## Assigned task
From the entries below, pull out each line where "fixture" appears.

## Provided material
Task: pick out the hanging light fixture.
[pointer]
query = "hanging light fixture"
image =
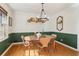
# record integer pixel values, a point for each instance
(43, 17)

## Reply
Task: pick out the hanging light fixture.
query = "hanging light fixture"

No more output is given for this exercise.